- Work to be completed -
Beginning with the line containing "railing, one per instance" and ending with the last line of the records, set down every line exactly.
------------
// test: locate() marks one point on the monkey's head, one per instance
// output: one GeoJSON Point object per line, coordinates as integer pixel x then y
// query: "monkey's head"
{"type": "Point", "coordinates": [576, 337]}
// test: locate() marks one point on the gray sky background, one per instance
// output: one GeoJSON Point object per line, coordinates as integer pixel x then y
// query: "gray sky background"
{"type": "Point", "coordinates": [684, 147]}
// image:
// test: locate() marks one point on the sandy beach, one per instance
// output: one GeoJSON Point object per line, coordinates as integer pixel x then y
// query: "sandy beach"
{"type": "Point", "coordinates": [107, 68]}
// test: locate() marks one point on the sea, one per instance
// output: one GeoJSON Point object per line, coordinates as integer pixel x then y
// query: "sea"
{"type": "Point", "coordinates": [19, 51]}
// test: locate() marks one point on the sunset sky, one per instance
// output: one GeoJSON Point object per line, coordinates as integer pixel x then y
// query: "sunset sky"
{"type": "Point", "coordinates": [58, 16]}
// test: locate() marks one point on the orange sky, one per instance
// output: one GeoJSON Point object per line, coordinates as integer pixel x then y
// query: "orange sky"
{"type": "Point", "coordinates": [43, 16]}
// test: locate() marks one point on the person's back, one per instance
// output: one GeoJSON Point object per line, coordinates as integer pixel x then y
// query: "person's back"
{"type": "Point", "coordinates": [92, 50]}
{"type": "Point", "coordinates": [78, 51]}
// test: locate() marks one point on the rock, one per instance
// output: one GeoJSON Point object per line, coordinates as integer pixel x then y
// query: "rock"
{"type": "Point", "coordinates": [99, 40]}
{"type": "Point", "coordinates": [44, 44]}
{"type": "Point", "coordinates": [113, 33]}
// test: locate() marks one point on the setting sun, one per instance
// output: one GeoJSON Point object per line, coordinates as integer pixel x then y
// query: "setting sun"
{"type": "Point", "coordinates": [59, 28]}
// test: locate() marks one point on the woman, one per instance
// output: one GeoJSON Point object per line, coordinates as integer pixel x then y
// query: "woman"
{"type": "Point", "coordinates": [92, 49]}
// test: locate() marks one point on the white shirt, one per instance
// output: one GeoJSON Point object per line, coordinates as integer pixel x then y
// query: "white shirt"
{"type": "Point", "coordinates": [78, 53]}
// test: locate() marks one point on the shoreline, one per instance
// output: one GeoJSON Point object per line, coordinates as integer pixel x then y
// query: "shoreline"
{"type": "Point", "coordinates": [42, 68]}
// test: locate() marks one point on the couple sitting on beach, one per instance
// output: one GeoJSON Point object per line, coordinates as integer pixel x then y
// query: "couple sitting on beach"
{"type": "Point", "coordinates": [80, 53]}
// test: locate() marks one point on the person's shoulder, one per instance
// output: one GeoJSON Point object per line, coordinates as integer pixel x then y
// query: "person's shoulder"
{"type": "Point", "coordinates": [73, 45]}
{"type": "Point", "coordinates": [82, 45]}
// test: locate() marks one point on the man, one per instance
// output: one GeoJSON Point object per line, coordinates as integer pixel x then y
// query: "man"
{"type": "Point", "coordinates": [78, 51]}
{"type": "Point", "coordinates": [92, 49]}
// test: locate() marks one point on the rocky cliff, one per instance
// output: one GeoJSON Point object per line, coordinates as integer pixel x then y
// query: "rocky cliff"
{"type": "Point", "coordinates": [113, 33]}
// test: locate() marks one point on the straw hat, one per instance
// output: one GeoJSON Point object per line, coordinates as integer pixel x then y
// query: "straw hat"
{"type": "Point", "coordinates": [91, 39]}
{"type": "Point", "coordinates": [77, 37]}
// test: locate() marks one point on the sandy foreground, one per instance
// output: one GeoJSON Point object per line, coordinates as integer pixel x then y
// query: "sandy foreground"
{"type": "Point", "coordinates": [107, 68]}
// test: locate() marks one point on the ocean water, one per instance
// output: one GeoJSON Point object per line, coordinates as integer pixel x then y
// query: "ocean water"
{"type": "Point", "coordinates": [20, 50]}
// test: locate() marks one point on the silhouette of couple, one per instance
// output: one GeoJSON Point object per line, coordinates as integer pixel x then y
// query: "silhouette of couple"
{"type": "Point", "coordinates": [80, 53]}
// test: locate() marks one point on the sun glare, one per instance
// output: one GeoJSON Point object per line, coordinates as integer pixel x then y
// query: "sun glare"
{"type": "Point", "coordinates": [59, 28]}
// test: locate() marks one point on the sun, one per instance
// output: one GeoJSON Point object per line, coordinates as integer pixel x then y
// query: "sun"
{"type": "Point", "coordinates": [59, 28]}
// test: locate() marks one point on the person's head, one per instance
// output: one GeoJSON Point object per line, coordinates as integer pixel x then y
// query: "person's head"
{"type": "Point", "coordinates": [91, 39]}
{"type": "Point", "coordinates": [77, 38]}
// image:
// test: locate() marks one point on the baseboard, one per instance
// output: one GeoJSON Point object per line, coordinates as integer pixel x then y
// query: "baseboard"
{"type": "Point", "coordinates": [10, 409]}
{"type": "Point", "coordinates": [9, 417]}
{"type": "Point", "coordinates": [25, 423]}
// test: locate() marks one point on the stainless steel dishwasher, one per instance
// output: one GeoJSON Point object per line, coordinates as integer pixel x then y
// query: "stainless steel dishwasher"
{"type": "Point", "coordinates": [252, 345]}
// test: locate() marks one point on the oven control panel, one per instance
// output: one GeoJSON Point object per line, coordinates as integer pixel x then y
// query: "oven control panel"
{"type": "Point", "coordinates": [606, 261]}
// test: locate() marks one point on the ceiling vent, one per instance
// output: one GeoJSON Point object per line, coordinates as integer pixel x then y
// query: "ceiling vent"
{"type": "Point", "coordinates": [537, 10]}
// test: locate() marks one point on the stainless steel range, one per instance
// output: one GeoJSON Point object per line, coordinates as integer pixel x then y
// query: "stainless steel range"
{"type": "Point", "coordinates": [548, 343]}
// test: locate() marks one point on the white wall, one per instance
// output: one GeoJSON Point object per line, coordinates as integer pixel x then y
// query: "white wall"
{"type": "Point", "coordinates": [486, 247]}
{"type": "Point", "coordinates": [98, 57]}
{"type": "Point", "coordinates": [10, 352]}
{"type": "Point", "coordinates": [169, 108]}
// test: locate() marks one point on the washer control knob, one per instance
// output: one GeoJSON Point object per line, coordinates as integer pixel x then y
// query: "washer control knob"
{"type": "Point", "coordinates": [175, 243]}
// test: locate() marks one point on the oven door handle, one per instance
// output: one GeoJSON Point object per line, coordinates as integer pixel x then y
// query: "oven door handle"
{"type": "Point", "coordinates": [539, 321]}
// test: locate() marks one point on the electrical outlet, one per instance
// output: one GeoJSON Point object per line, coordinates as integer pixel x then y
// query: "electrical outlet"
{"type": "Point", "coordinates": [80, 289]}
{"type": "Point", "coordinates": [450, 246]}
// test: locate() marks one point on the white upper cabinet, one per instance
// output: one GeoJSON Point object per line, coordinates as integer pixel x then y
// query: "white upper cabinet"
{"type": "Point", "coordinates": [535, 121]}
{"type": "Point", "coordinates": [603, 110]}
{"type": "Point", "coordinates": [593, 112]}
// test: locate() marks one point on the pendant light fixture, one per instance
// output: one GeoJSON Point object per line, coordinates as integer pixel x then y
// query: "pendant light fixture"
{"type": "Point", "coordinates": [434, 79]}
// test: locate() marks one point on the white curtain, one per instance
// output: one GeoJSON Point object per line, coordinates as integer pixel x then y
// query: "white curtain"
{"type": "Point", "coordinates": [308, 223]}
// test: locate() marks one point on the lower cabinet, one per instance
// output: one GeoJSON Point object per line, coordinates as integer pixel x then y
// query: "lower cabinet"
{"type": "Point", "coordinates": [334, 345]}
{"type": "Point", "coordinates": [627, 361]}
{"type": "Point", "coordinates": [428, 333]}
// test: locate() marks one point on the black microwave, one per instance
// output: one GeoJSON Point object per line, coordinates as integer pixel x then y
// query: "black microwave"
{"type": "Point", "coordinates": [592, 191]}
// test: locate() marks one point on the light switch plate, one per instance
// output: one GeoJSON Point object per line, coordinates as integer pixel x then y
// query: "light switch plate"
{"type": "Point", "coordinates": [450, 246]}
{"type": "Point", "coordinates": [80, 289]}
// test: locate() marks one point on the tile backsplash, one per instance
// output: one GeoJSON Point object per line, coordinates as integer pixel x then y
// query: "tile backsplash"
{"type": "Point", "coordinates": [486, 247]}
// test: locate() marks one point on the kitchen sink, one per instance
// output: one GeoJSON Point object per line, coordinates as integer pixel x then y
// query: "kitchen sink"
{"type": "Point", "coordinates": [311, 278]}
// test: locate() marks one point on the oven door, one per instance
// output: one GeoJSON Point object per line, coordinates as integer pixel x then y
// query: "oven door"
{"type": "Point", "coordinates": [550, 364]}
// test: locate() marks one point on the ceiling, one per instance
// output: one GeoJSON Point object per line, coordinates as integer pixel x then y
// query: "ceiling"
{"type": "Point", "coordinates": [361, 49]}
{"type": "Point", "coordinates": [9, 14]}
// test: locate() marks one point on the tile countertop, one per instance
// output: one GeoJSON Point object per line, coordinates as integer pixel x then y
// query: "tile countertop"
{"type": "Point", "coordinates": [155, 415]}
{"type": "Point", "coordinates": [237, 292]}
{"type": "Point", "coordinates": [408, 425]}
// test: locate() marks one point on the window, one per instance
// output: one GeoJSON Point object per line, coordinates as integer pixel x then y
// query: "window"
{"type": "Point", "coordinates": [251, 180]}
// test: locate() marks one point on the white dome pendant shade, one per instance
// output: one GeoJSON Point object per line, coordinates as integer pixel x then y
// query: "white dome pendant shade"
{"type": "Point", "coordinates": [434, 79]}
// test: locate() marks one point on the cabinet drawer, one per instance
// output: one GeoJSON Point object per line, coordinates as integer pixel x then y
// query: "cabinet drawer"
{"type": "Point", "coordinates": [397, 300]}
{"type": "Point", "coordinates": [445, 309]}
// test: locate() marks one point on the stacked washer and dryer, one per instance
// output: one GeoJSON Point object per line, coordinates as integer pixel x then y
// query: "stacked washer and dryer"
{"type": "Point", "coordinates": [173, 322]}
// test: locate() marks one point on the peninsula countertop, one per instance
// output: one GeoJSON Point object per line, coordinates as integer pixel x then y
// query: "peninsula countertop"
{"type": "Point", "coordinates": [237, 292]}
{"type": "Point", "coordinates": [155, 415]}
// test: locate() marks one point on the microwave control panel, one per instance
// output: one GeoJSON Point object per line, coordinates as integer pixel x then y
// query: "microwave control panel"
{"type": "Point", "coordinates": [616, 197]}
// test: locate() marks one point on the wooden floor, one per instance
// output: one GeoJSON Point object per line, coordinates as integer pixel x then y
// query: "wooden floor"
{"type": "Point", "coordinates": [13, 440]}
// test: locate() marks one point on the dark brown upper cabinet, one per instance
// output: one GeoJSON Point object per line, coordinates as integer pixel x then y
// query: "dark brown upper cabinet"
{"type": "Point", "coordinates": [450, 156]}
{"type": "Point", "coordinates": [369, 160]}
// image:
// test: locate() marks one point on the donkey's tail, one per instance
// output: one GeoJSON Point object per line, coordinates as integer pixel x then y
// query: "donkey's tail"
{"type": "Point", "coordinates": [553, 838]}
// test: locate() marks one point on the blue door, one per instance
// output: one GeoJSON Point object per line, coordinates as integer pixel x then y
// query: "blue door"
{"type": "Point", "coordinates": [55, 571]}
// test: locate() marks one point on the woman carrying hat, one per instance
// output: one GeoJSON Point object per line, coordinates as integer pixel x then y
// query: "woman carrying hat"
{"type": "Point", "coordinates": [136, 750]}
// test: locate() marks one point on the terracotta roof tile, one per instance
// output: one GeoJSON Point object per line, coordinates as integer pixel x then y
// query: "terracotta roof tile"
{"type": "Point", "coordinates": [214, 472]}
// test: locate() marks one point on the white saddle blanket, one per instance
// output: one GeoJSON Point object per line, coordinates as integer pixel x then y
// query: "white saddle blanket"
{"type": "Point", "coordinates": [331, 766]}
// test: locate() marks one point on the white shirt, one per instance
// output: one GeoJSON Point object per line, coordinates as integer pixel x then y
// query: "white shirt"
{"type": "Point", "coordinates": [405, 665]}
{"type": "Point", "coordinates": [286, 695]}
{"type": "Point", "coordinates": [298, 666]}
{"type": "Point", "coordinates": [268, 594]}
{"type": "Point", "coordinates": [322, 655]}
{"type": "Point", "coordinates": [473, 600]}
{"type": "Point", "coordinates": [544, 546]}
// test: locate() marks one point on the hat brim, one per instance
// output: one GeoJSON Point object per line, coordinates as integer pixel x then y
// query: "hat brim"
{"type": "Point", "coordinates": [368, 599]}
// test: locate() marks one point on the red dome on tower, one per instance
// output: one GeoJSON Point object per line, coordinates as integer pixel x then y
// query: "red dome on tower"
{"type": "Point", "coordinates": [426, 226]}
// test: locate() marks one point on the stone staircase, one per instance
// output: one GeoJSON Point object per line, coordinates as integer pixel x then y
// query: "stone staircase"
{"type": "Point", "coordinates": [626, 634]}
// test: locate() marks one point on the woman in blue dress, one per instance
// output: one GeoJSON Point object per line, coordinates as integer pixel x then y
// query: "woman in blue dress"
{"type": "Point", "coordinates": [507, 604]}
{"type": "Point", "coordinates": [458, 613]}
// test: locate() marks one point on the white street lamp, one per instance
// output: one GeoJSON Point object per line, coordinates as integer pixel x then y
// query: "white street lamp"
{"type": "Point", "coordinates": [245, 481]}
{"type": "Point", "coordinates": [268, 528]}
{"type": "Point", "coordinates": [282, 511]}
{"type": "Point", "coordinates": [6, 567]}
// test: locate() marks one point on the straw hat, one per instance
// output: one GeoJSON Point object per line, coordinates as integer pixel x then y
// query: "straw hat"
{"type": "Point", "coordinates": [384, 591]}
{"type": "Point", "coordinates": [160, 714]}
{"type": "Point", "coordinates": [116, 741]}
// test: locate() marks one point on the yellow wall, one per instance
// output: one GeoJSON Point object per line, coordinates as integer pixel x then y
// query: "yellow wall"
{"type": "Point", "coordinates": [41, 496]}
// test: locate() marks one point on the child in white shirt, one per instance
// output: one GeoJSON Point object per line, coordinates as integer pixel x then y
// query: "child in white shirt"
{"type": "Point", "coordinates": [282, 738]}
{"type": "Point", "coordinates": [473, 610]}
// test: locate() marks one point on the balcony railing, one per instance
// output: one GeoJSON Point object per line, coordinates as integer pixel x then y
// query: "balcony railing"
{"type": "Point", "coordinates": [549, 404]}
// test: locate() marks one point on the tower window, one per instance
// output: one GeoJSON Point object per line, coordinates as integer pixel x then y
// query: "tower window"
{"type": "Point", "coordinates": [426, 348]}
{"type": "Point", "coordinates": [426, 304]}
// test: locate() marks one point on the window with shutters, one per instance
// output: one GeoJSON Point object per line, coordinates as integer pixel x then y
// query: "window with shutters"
------------
- Result for this task -
// test: locate() marks one point on the balcony railing, one per instance
// output: one GeoJSON Point object per line, coordinates as integer pixel x then y
// query: "balcony railing"
{"type": "Point", "coordinates": [549, 404]}
// test: locate() marks one point on the tower window, one per instance
// output: one GeoJSON Point object per line, coordinates as integer pixel x then y
// query: "tower window"
{"type": "Point", "coordinates": [426, 348]}
{"type": "Point", "coordinates": [426, 304]}
// test: locate() marks one point on the window with shutters, one per instance
// output: one GeoJSON Point object per line, coordinates as integer pixel x then y
// query: "window with shutters"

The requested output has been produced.